Verilen görev A:
Nikâh talebinde bakma sınırı hakkındaki metne göre Rasûlullah, Ensar'dan bir kadınla evlenecek olan adama kadına gidip bakmasını hangi gerekçeyle söyledi?
Verilen görev B:
Nikâh talebinde bakma sınırı hakkındaki metni son cümlesinden sonra devam ettirin.

Alıntı metin:
----------

Nikâh Talebinde Bakma Sınırı:

 Ebu Humeyd radiyallahu anh’den: Rasûlullah sallallahu aleyhi ve sellem buyurdu ki:

إِذَا خَطَبَ أَحَدُكُمُ امْرَأَةً فَلَا جُنَاحَ عَلَيْهِ أَنْ يَنْظُرَ إِلَيْهَا إِذَا كَانَ إِنَّمَا يَنْظُرُ إِلَيْهَا لِخِطْبَتِهِ، وَإِنْ كَانَتْ لَا تَعْلَمُ

Biriniz bir kadına talip olduğu zaman ona bakmasında sakınca yoktur. Eğer ancak ona talip olmak için bakacaksa, onun haberi olmadan da olsa bakabilir.”[1]

Ebu Hureyre radiyallahu anh’den: “Nebî sallallahu aleyhi ve sellem’in yanındaydım. Bir adam ona geldi ve Ensar’dan bir kadınla evleneceğini söyledi. Rasûlullah sallallahu aleyhi ve sellem ona şöyle buyurdu:

أَنَظَرْتَ إِلَيْهَا قَالَ لَا قَالَ فَاذْهَبْ فَانْظُرْ إِلَيْهَا فَإِنَّ فِي أَعْيُنِ الْأَنْصَارِ شَيْئًا

Ona baktın mı?”

“Hayır” dedi. Buyurdu ki:

Git ona bak. Zira Ensar’ın gözlerinde bir şey vardır.”[2]

Nikâhlanacak kadına bakmaya dair diğer bazı rivayetler daha vardır ki, bunlardaki illetler sıhhat hükmü vermeyi engellemektedir:

1- Cabir b. Abdillah radiyallahu anh rivayeti

Cabir b. Abdillah el-Ensarî radiyallahu anh‘den: Rasûlullah sallallahu aleyhi ve sellem’in şöyle buyurduğunu işittim:

إِذَا خَطَبَ أَحَدُكُمُ الْمَرْأَةَ فَإِنِ اسْتَطَاعَ أَنْ يَنْظُرَ إِلَى مَا يَدْعُوهُ إِلَى نِكَاحِهَا فَلْيَفْعَلْ ، قَالَ : فَخَطَبْتُ جَارِيَةً فَكُنْتُ أَتَخَبَّأُ لَهَا حَتَّى رَأَيْتُ مِنْهَا مَا دَعَانِي إِلَى نِكَاحِهَا وَتَزَوُّجِهَا فَتَزَوَّجْتُهَا

Biriniz bir kadına talip olduğu zaman onun nikâhı arzulatan yerini görmeye gücü yeterse bunu yapsın.” Bunun üzerine bir cariyeye talip oldum. Onu, nikâhını arzulamama sebep olacak şekilde görünceye kadar gizlendim ve onunla evlendim.”[3]

2- Mugira b. Şube Radiyallahu anh’ın Bir Kadına Talip Olması Kıssası

Mugira b. Şu’be radiyallahu anh’den: “Rasulullah sallallahu aleyhi ve sellem’e geldim ve ona evlenmek istediğim bir kadından bahsettim. Bana;

اذْهَبْ فَانْظُرْ إِلَيْهَا، فَإِنَّهُ أَجْدَرُ أَنْ يُؤْدَمَ بَيْنَكُمَا

Git ona bak. Bu, onunla muhabbet ve ünsiyetinizin devamı için daha uygundur" dedi. Ben de Ensardan bir kadının yanına geldim, onu ebeveyninden istedim ve Resulullah aleyhissalatu vesselam'ın sözünü onlara haber verdim. Onlar sanki bundan hoşlanmadılar. Hıdr denen hususi hücresinde bulunan kız bunu işitmişti:

"Resulullah aleyhissalatu vesselam, sana bakmanı emretmişse, bak! Aksi takdirde Allah için, bana bakma!" dedi. Sanki kız da bu bakma işini büyütmüştü. Ben kıza baktım ve onunla evlendim."[4]

Bu hadis, kadınların yabancı erkeklere karşı perde arkasında örtündüklerini, bir erkeğin ancak nikâh kastı ile ona bakabileceğini göstermektedir.

----------

Gösterilen kayıtlar:
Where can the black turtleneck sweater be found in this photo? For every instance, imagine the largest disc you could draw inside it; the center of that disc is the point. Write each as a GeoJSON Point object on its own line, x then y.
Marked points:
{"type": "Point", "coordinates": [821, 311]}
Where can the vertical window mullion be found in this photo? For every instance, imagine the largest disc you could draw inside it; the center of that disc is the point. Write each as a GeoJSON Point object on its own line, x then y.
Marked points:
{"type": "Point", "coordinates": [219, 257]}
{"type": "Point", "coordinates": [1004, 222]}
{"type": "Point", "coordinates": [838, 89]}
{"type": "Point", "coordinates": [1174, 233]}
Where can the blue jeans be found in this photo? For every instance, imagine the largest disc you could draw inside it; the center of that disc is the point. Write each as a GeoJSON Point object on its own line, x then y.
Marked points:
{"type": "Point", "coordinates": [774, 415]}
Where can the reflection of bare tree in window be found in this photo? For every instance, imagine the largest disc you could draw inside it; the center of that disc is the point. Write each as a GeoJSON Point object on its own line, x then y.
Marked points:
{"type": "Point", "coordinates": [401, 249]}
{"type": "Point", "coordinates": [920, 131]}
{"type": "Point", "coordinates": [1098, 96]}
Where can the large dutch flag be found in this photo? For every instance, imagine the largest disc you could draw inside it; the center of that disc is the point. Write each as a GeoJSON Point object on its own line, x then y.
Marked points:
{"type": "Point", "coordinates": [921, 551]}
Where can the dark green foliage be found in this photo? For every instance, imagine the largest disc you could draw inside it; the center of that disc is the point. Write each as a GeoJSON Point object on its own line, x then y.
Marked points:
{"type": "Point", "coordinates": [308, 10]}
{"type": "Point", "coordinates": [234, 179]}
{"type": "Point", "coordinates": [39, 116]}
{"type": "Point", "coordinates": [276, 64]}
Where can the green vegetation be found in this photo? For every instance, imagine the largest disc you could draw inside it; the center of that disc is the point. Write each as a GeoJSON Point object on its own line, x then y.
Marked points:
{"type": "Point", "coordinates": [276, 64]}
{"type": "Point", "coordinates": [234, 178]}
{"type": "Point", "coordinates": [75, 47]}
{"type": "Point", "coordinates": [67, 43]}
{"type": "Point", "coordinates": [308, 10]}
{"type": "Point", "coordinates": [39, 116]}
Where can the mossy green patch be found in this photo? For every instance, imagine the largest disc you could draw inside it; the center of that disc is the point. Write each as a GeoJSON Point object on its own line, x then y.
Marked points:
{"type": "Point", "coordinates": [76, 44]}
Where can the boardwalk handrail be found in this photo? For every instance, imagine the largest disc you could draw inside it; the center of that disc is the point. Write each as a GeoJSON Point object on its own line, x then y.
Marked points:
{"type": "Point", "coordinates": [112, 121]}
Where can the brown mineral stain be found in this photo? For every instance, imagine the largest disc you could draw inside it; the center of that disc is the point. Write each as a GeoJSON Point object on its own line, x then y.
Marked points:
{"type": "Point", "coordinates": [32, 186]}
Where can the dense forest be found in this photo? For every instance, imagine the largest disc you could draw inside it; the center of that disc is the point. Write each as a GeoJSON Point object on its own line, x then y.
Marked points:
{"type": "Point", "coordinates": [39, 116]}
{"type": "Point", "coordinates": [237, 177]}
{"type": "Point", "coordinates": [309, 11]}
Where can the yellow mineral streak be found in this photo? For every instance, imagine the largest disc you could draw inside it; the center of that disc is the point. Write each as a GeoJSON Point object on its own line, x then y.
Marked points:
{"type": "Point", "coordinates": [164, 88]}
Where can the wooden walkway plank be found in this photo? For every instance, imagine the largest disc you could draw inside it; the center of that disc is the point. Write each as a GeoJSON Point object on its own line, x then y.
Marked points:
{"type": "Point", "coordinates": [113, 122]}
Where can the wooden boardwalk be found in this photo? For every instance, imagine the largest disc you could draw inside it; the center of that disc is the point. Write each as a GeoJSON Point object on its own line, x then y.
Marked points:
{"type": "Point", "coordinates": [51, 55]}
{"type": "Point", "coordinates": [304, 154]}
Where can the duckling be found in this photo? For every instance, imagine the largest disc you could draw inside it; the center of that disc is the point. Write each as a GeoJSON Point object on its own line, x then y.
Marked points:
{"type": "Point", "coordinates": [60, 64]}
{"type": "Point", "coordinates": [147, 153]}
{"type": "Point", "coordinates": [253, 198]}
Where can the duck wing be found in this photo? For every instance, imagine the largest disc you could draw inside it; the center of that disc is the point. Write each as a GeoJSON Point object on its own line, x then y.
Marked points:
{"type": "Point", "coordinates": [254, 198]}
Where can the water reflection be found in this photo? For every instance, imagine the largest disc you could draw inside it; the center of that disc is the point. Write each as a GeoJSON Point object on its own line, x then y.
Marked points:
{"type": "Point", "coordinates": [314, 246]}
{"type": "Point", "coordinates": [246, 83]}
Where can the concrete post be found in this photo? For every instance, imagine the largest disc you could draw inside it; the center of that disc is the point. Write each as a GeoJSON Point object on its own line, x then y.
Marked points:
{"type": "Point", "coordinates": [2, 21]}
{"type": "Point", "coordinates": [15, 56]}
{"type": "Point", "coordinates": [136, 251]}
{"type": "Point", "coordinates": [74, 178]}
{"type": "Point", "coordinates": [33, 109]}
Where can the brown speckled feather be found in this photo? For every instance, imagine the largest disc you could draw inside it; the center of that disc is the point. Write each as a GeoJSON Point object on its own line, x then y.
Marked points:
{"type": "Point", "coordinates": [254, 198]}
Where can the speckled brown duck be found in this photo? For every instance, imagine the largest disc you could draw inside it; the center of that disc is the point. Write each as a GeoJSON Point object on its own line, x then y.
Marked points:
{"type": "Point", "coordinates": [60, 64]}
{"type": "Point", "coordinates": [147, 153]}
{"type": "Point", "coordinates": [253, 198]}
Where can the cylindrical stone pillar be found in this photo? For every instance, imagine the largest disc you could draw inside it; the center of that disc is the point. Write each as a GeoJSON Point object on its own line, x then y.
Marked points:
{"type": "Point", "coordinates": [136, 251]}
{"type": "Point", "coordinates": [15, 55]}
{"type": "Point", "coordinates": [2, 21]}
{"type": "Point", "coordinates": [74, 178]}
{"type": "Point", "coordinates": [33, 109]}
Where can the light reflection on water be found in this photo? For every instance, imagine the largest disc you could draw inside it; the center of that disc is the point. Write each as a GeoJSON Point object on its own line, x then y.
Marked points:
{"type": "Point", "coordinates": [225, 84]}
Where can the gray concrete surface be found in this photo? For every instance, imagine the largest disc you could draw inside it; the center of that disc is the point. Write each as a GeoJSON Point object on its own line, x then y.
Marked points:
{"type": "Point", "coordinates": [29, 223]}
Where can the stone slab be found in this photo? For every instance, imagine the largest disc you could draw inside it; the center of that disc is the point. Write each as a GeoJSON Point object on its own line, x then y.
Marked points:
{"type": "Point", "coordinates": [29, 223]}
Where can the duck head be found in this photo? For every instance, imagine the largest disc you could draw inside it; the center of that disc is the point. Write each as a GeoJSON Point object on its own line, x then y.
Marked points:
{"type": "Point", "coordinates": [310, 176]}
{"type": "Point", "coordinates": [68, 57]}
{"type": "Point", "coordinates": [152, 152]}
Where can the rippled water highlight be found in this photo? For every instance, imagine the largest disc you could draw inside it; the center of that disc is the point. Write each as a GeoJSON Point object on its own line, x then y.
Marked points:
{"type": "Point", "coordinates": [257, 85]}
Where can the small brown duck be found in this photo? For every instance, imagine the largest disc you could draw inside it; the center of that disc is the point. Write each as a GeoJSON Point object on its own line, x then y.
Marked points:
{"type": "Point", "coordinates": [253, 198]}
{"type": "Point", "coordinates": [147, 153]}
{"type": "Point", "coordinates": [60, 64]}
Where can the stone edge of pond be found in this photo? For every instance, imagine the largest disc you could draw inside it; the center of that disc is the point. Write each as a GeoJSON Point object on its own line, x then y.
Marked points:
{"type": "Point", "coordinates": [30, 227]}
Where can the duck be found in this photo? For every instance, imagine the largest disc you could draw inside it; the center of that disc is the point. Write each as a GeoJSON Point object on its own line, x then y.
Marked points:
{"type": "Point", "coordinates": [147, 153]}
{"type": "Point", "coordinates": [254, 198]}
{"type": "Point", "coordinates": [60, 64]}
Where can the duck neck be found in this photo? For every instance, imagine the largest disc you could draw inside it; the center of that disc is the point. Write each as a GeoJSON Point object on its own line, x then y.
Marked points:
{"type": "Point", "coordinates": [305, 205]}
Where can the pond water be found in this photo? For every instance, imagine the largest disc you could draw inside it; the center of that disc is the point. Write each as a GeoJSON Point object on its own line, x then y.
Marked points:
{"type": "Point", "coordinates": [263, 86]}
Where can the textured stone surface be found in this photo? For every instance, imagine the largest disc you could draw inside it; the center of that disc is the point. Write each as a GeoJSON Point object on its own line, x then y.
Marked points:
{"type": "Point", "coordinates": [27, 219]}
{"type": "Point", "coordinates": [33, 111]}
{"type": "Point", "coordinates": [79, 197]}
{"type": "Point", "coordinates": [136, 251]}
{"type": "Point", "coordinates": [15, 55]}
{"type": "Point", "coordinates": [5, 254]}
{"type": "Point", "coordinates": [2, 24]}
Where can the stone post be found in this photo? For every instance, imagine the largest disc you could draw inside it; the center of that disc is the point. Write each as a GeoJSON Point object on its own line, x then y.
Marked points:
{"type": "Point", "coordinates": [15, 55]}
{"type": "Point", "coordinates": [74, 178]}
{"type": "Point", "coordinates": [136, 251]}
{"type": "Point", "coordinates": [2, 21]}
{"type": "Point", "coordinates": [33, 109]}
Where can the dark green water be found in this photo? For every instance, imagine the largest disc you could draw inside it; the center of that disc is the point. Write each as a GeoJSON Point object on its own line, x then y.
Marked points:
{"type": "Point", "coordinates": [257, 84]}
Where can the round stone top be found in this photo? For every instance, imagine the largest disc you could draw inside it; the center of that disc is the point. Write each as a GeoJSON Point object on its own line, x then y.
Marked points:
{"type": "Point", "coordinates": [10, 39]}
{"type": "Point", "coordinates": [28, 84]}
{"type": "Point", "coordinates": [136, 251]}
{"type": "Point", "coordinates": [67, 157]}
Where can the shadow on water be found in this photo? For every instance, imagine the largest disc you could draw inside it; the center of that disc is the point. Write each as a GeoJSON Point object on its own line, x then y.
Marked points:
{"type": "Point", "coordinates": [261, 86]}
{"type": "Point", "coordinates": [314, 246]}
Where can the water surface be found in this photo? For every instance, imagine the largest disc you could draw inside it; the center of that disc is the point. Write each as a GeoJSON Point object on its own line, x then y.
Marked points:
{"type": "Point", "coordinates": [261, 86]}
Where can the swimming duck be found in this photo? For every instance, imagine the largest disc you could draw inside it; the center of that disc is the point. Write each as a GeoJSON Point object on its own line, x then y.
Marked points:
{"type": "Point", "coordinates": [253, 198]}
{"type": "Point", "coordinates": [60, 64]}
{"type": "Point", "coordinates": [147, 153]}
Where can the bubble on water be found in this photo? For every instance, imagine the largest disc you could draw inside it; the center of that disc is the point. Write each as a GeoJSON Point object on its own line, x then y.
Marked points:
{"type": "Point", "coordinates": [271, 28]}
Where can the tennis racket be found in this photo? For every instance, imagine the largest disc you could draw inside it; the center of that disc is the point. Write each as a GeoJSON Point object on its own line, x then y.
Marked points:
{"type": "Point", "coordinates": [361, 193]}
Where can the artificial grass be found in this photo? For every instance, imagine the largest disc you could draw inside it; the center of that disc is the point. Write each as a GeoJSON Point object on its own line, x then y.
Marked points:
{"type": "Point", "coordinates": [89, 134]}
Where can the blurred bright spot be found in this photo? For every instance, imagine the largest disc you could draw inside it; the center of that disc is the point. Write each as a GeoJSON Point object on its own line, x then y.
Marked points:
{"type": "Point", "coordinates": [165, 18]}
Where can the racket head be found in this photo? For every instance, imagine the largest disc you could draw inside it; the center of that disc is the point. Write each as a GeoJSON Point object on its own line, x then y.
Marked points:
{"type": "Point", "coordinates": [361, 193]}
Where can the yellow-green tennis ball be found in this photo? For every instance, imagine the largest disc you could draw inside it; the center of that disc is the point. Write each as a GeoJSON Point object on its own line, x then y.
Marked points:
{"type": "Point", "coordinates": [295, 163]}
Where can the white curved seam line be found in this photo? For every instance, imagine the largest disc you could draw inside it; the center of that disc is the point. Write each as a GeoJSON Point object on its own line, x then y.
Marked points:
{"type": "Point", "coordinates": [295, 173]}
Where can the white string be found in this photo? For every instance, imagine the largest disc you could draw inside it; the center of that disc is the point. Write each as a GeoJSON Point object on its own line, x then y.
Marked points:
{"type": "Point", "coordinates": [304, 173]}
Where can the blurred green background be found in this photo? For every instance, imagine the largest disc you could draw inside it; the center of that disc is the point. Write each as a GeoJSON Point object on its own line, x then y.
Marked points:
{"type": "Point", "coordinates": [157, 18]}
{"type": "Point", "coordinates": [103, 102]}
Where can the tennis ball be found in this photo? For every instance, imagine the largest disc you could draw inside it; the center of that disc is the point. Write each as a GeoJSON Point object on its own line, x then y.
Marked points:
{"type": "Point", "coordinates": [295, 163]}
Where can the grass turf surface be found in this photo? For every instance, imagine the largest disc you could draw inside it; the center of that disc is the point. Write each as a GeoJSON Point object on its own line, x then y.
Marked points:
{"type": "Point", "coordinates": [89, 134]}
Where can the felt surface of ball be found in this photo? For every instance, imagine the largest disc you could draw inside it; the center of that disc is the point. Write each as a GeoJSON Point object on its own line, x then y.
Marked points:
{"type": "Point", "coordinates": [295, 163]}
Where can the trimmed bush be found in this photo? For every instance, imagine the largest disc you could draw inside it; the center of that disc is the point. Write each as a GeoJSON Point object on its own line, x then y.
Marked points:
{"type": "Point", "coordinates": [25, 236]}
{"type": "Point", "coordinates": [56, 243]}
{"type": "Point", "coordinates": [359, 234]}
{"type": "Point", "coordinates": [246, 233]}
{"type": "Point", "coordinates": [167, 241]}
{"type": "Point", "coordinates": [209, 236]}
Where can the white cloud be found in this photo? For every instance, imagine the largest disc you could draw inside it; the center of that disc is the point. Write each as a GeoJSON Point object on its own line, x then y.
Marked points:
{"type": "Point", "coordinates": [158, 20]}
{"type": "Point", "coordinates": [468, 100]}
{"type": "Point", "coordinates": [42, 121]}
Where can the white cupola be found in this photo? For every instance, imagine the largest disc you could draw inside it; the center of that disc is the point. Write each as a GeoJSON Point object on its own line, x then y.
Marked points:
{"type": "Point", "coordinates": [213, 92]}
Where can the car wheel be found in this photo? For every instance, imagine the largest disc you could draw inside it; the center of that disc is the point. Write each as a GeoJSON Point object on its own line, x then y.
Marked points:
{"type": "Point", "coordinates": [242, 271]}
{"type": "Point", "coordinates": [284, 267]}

----------

Yazılı cevap A:
Ensar'ın gözlerinde bir şey olduğu için.

Yazılı cevap B:
3- Muhammed b. Mesleme radiyallahu anh Rivayeti

Muhammed b. Mesleme radiyallahu anh’den: “Bir kadına talip oldum ve onu gizlice gözlemeye başladım. Ta ki onu bir hurmalıkta gördüm.” Ona denildi ki:

“Sen Rasûlullah sallallahu aleyhi ve sellem’in sahabesi olduğun halde böyle mi yaptın?” Dedi ki:

“Rasûlullah sallallahu aleyhi ve sellem’in şöyle buyurduğunu işittim:

إِذَا أَلْقَى اللَّهُ فِي قَلْبِ امْرِئٍ خِطْبَةَ امْرَأَةٍ، فَلَا بَأْسَ أَنْ يَنْظُرَ إِلَيْهَا

Allah bir kimsenin kalbine bir kadını nikâhlamayı düşürmüşse ona bakmasında sakınca yoktur.”[5]

Bu rivayet, dipnotta ayrıntılı açıklandığı üzere zayıftır.

Âlimlerin Açıklamaları

Begavi dedi ki: “İlim ehli dediler ki: “Kişi bir kadını nikâhlamak istediğinde ona bakabilir. Bu es-Sevrî, Şafii, Ahmed ve İshak (b. Rahuye)nin görüşüdür. Kadının izni olsun veya olmasın fark etmez. Kadının sadece yüzüne ve ellerine bakabilir. Başı açık halde veya avretinden bir şeye bakması caiz değildir. 

El-Evzai dedi ki: “Sadece kadının yüzüne bakabilir.”

Malik: “İzni olmadan bakamaz” dedi.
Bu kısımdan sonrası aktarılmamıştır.